STATED EXERCISE: Write out each line word for word. Drop pictures.

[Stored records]
####

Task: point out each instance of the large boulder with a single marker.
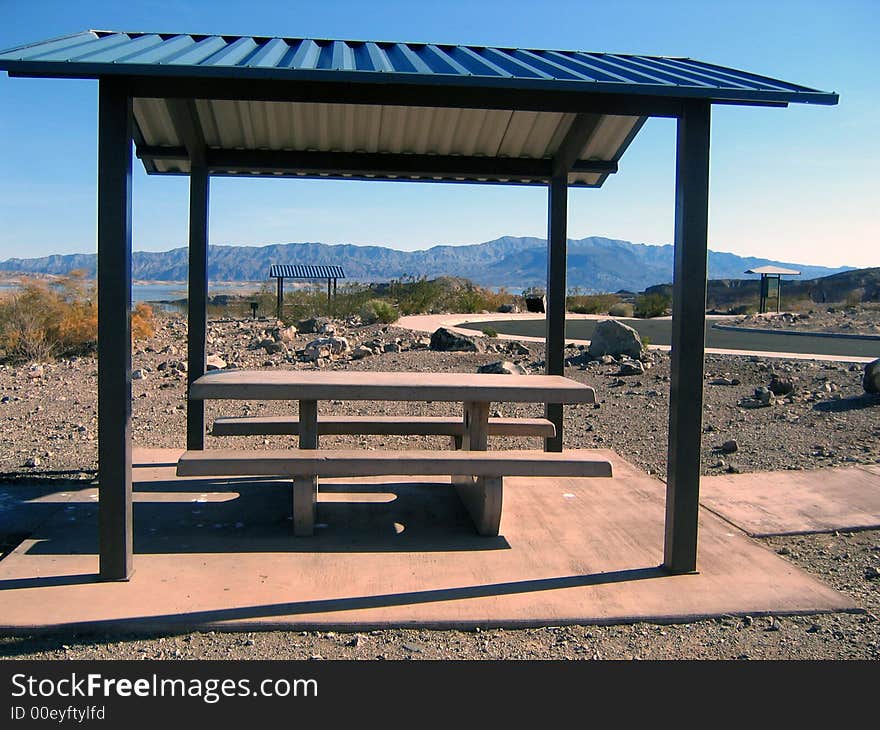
(329, 347)
(871, 380)
(445, 340)
(612, 337)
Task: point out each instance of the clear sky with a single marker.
(797, 184)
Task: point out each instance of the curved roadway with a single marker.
(659, 332)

####

RESULT FOR THIS TASK:
Task: point out each instance of the large boulder with a single marker.
(329, 347)
(871, 380)
(445, 340)
(612, 337)
Task: point out each instance of the clear sky with a single marker.
(797, 184)
Task: point out each instance of the curved roadway with a single marker.
(659, 332)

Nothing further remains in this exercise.